*Required actions*.
- a) In the excerpt on deep clustering for heritage images, which loss does the proposed strategy combine with Mean Squared Error loss?
- b) Render this sentence from the excerpt on deep clustering in Spanish: "In this section, we discuss contemporary works addressing clustering using deep features."
- c) Write the next part of the excerpt on deep clustering, picking up right after its final sentence.

*Excerpt to read*.
Keywords

1 Introduction

In this paper, we propose a novel training mechanism to mitigate problems such as data sparsity, high inter-class variance, and low intra-class variance which leads to poor clustering performance. Traditional clustering algorithms such as K-means, Gaussian mixture models (GMM) [3], and spectral clustering [8] rely largely on the notion of distance; for example, K-means [11] uses Euclidean distance to assign data points to clusters. Recent advances in deep learning have led to emergence of clustering techniques parameterized by deep neural networks [2, 13, 14, 17, 18] attempting to jointly learn representations, and perform clustering relying on tools like Stochastic Gradient Descent and backpropagation with a clustering objective function. This introduces challenges in choosing an appropriate neural network architecture, and a right clustering objective function. Recent methods [5, 16], attempt to circumvent these problems, limited literature show investigations on the effect of data sparsity and high intra-class variance, usually found in crowdsourced cultural heritage datasets. The apparent architectural differences arise due to data acquisition methods and cultural similarities might lead to assignment of false clusters. In this paper, we empirically demonstrate the use of different transformations such as random—scaling, rotation, and shearing as data augmentation techniques toward increasing the data density, yielding superior clustering performance.

Crowd-sourcing facilitates desired data at scale and involves task owners relying on a large batch of supposedly anonymous human resources with varying expertise contributing a diversified amount of data. In our case, we are interested in obtaining a large image corpus of Indian Heritage Sites with the hindsight of large scale 3D reconstruction toward digital archival and preservation. An essential step in this pipeline is to formulate an efficient deep clustering method toward mitigate the issues outlined above. Toward this-

  • We propose a novel training strategy to circumvent the problem of poor clustering performance by

    • introducing data augmentation as an auxiliary plug-in for deep embedded clustering

      • to densify data and facilitate better feature representation considering limited data.

      • to address data with high intra-class and low inter-class variance.

      • to augment data using affine transforms (rotation, scaling and shearing).

    • incorporating Consistency Constraint Loss (CCL) with Mean Squared Error (MSE) Loss to handle introduced transformations.

  • We demonstrate our proposed strategy on a crowdsourced Indian heritage dataset and show consistent improvements over existing works.

In Sect. 2, we discuss contemporary works related to clustering. In Sect. 3, we propose a strategy to circumvent the problem of poor clustering performance. In Sect. 4, we discuss the experimental setup carried out on Indian Heritage Dataset. In Sect. 5, we demonstrate results through quantitative and qualitative metrics, and conclude in Sect. 6.

2 Related Works

In this section, we discuss contemporary works addressing clustering using deep features. Classical clustering techniques such as K-means [11], Gaussian Mixture Models (GMM) [3], and Spectral clustering [8] are limited by their distance metrics and perform poorly when the dimensionality is high. Toward this, recent techniques such as Deep Embedded Clustering (DEC) [16], Improved Deep Embedded Clustering [5] extract deep features toward categorization in lower dimension embedding space.

*Data shown*.
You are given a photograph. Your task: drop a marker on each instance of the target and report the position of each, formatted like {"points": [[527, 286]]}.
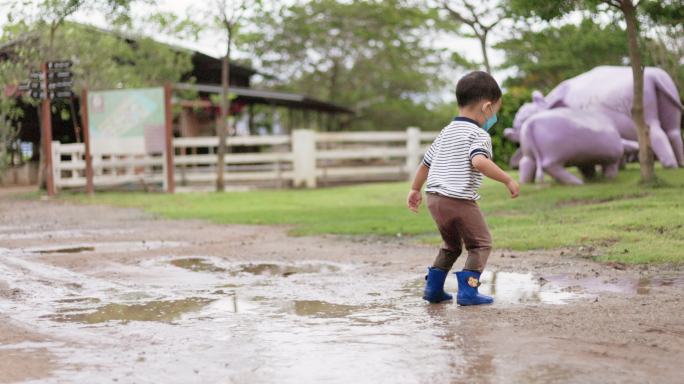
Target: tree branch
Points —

*Responses to the exercise*.
- a) Consistency Constraint Loss (CCL).

- b) En esta sección, analizamos trabajos contemporáneos que abordan el agrupamiento mediante características profundas.

- c)
Recent advances in deep neural networks have ushered in a strategy of parameterizing clustering algorithms with neural networks. Deep Embedded Clustering (DEC), proposed by authors in [16], pioneered the idea of using deep neural networks to learn representations and solve for cluster assignment jointly. The method involves using Stochastic Gradient Descent coupled with backpropagation to extract deep features while simultaneously learning the underlying representations. However, as authors in [5] point, the choice of clustering loss tends to distort the feature space, which consequently affects the overall clustering performance. To mitigate this, the authors propose an under-complete autoencoder to preserve the data structure, leading to improved clustering performance. Inspired by these works, we propose a method to improve Clustering performance by densifying the data distribution. We hypothesize that data distribution sparsity is a significant deterrent in clustering. The problem is further exacerbated when the data exhibits high intra-class variance. We empirically show that using data augmentation as an auxiliary plug-in helps in improving cluster performance. Extensive experiments on cultural heritage dataset show consistent improvements over existing methods.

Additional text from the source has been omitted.